● TASK TO COMPLETE:
Lines before the one containing "Please drop a marker on the girl" are excluded; print that line and every line after it through the end of the material below, exactly.

[Data items]
####################
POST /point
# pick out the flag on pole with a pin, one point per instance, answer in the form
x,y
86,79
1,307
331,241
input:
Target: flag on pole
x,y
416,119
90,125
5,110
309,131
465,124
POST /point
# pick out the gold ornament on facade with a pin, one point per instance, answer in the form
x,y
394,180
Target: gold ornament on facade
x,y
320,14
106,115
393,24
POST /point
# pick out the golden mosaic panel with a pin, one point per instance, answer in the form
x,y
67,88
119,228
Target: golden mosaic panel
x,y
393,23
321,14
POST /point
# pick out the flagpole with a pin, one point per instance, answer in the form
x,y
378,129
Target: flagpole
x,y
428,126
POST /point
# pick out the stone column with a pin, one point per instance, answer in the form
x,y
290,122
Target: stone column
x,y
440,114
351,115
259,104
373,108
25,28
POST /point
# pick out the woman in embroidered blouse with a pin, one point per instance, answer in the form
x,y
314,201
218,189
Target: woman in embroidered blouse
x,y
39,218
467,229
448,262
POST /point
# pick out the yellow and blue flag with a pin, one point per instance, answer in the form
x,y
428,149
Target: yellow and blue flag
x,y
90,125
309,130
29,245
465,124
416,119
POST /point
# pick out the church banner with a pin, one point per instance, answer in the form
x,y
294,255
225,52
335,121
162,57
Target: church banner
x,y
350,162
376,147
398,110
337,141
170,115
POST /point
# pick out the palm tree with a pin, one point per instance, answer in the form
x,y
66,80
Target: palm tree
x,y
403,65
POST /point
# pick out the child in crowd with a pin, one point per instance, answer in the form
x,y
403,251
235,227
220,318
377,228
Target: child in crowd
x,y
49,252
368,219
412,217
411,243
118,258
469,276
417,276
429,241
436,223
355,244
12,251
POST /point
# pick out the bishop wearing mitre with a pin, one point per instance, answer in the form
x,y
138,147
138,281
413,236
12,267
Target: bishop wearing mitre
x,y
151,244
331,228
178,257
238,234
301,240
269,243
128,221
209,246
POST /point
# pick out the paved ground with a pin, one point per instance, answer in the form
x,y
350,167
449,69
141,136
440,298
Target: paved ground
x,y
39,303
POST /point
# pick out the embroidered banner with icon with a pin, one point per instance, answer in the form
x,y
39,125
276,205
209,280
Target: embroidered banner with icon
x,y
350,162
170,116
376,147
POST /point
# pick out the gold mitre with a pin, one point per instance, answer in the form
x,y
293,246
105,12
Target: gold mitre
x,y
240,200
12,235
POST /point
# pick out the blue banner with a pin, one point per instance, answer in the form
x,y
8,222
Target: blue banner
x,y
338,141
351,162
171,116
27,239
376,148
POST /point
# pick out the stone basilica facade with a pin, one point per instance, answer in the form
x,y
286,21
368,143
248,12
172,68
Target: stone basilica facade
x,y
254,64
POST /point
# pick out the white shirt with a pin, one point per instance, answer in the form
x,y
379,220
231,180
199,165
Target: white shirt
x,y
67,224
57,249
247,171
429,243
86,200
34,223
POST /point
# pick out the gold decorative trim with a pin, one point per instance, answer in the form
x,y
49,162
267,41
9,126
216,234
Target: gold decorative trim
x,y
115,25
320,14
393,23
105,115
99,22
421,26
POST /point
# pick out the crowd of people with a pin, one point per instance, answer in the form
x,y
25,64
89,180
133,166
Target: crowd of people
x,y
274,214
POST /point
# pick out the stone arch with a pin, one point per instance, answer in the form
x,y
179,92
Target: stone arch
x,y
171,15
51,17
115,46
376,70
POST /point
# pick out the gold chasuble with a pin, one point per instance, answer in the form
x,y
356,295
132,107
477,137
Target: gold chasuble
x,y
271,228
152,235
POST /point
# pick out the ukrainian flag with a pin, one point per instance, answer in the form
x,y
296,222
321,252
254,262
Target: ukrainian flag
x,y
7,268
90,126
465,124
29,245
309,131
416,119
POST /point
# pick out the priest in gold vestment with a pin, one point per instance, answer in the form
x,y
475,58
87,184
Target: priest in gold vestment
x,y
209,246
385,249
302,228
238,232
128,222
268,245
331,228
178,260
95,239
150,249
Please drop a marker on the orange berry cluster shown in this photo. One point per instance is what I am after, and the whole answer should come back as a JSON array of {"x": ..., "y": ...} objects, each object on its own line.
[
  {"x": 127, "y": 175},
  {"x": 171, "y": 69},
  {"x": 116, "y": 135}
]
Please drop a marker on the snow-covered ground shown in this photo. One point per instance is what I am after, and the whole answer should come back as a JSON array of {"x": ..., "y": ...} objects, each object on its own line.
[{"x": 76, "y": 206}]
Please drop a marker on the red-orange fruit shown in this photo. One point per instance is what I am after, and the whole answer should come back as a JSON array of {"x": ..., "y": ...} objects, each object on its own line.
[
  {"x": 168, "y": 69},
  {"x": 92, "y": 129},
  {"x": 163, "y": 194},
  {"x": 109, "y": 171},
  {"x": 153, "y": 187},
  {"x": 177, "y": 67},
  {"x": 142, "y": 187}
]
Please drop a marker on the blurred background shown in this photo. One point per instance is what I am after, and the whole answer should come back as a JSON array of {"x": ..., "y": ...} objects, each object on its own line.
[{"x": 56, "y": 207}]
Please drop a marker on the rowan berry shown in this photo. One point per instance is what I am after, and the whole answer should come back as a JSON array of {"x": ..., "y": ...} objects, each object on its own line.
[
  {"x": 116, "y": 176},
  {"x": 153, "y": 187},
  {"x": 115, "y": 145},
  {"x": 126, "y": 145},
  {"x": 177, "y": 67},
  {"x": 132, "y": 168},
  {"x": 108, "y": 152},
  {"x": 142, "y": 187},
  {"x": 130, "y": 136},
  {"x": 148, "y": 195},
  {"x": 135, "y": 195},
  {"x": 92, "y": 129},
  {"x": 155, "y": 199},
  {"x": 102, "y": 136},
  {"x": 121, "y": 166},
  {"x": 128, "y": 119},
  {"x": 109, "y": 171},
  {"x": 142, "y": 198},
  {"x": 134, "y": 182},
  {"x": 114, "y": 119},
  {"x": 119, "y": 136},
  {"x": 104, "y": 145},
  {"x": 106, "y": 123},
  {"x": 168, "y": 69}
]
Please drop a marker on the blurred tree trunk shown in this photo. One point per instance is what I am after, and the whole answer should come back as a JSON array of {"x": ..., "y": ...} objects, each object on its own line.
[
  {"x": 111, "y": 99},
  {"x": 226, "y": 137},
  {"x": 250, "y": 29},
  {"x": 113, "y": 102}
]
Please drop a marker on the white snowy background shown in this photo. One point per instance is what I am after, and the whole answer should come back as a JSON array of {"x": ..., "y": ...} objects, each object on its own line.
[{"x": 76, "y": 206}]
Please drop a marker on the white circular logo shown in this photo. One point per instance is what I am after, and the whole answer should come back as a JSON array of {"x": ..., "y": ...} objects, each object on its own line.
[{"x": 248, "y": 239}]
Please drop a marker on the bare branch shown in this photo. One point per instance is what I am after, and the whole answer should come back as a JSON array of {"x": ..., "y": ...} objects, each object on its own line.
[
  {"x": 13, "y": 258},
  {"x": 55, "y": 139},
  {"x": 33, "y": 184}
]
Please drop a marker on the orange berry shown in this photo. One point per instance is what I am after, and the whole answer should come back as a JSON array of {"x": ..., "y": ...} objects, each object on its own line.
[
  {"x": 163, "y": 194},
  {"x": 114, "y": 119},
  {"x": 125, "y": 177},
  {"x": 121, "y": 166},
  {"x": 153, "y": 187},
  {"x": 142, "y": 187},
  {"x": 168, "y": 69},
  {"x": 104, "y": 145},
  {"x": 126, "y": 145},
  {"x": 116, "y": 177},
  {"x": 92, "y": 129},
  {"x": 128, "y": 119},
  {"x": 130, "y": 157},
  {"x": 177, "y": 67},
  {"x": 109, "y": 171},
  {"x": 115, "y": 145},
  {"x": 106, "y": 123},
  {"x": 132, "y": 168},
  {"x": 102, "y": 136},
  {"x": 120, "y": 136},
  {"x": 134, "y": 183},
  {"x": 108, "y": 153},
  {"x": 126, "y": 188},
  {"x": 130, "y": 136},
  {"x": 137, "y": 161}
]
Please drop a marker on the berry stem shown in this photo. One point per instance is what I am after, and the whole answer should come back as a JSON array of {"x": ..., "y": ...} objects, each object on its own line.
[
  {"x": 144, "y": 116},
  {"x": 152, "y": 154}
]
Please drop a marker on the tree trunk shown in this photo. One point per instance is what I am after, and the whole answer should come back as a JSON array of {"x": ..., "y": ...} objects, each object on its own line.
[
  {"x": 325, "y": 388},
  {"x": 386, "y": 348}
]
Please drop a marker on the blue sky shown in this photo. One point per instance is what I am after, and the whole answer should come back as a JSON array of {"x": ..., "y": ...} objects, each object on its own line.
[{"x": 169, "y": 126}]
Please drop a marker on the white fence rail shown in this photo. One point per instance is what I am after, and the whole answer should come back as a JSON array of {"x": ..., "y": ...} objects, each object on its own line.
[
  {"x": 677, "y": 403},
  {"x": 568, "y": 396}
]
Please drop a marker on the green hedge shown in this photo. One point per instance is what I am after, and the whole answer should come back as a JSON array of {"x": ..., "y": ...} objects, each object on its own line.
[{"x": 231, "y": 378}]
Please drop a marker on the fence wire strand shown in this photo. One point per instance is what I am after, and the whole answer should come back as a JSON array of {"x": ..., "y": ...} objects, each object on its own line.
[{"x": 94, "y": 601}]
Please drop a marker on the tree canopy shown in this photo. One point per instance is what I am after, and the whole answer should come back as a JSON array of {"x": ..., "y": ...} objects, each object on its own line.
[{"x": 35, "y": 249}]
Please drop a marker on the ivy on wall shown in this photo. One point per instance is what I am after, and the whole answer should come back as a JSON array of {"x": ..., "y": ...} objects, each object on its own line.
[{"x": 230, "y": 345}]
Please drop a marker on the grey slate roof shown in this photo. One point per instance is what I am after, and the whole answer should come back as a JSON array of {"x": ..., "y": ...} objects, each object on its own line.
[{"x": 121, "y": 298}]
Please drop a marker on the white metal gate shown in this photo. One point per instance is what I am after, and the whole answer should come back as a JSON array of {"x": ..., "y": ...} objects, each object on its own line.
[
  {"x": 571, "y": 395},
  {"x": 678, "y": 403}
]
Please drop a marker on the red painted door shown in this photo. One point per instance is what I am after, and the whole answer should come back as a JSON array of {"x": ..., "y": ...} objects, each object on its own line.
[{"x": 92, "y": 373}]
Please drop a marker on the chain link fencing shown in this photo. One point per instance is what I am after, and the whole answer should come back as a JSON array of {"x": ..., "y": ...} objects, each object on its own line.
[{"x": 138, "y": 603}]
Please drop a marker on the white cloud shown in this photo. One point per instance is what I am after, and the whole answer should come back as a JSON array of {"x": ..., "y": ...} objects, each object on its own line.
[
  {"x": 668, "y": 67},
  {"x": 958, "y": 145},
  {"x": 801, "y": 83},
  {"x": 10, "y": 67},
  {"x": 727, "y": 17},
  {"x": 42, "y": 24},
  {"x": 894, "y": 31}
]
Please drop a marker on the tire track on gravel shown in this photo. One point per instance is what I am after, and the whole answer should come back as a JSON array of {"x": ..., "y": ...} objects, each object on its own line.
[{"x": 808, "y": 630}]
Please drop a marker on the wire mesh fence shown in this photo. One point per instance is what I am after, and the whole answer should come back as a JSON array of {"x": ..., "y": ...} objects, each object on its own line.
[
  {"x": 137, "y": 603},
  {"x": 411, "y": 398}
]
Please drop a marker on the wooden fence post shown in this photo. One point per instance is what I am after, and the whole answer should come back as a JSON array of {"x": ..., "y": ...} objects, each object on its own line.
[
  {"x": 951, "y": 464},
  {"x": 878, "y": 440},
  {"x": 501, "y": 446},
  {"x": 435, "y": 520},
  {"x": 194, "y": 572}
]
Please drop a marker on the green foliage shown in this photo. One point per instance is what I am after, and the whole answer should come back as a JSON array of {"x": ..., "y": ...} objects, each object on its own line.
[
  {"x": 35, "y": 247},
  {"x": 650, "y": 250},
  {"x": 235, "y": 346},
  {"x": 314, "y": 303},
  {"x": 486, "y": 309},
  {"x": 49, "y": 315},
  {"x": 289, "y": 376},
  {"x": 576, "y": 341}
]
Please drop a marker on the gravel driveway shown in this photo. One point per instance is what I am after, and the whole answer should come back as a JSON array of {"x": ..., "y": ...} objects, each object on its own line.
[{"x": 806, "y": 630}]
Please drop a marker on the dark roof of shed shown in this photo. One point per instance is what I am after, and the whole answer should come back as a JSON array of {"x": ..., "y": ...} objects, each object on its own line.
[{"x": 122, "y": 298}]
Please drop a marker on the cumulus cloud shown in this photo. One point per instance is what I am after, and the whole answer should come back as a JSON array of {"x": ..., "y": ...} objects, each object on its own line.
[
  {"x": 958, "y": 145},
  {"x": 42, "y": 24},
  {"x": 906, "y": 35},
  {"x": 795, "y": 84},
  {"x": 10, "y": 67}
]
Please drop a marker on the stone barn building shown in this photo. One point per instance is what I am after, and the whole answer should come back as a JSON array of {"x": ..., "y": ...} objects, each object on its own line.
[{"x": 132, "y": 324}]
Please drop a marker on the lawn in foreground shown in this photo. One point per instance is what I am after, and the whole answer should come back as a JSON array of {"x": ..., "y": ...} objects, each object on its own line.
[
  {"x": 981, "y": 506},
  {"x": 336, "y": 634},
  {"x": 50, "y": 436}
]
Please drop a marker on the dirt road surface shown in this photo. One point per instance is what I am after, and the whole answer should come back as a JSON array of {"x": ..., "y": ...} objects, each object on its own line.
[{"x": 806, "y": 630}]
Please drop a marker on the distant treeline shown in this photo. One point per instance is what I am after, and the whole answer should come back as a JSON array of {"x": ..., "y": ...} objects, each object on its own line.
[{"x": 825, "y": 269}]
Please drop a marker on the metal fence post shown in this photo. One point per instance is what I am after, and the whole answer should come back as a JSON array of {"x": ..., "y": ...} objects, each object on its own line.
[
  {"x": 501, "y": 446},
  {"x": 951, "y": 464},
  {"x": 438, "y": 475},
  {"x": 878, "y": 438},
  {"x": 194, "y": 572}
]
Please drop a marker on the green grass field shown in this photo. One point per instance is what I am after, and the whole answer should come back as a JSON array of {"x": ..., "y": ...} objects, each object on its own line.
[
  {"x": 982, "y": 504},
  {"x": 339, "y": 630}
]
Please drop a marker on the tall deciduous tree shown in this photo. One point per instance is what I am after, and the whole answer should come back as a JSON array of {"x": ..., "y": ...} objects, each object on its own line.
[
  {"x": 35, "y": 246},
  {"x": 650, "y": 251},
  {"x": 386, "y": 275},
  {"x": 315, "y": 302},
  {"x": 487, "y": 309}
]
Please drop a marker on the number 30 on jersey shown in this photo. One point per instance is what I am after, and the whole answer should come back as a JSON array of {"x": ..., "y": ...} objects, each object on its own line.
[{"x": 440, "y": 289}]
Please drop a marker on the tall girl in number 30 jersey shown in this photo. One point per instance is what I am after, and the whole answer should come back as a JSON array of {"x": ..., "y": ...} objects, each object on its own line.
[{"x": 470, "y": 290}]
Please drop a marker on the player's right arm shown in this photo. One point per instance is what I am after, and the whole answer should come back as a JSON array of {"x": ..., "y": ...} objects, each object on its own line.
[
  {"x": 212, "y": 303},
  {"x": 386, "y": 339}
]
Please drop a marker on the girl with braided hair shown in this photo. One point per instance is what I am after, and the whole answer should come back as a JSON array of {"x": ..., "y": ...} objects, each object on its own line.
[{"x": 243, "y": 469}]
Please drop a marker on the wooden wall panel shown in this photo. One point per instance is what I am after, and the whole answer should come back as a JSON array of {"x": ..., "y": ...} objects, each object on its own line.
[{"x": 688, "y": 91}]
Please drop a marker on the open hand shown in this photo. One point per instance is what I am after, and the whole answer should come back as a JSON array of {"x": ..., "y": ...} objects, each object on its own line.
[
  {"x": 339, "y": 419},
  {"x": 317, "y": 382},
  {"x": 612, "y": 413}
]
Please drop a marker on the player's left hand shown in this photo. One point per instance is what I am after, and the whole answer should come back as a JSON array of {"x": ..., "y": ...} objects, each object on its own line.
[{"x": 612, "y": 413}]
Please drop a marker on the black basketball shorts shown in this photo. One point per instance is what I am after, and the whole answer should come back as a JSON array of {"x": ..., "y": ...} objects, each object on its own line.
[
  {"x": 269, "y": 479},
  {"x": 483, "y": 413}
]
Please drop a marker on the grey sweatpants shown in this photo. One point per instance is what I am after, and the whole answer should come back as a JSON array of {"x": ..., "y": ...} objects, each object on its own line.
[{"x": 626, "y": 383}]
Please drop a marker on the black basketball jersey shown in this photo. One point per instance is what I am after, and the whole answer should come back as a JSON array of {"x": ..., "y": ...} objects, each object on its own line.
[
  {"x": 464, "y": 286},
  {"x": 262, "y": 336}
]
####################
● SOLUTION TO THE PROBLEM:
Please drop a marker on the girl with braided hair shown in this photo. One point per instance is what I am after, and the whole answer should come back as a JSON array of {"x": ..., "y": ...} objects, each object on its own line.
[{"x": 243, "y": 469}]
Please drop a marker on the wooden wall panel shown in this photo. One point per instance is what I am after, and the whole answer should come back as a JSON array of {"x": ..., "y": ...} objects, each object on its own line.
[{"x": 688, "y": 91}]
Please drop a marker on the open hand shown in this photo. One point per instance is what I am after, and the whole answer should come back as a JSON array of {"x": ..., "y": ...} objects, each object on its own line.
[
  {"x": 339, "y": 419},
  {"x": 317, "y": 382},
  {"x": 612, "y": 413}
]
Please drop a marker on the player's left hand shown in this photo. One point per instance is what I am after, and the whole answer should come back as a JSON array of {"x": ..., "y": ...} objects, each object on its own line.
[{"x": 612, "y": 413}]
Please drop a marker on the black basketball shorts shown in this photo. One point per instance is what I am after, and the whole answer should come back as a JSON array of {"x": ..., "y": ...} objects, each object on its own line.
[
  {"x": 269, "y": 479},
  {"x": 483, "y": 413}
]
Please drop a marker on the grey sweatpants shown in this photo. One point per instance is what I am after, and the whole answer should come back as a JSON array of {"x": ..., "y": ...} objects, each object on its own line.
[{"x": 626, "y": 383}]
Please drop a marker on the black basketball jersey shown in this photo. One point per instance is what I am after, and the whole answer should come back as a JSON array of {"x": ..., "y": ...} objects, each object on its own line.
[
  {"x": 464, "y": 286},
  {"x": 262, "y": 336}
]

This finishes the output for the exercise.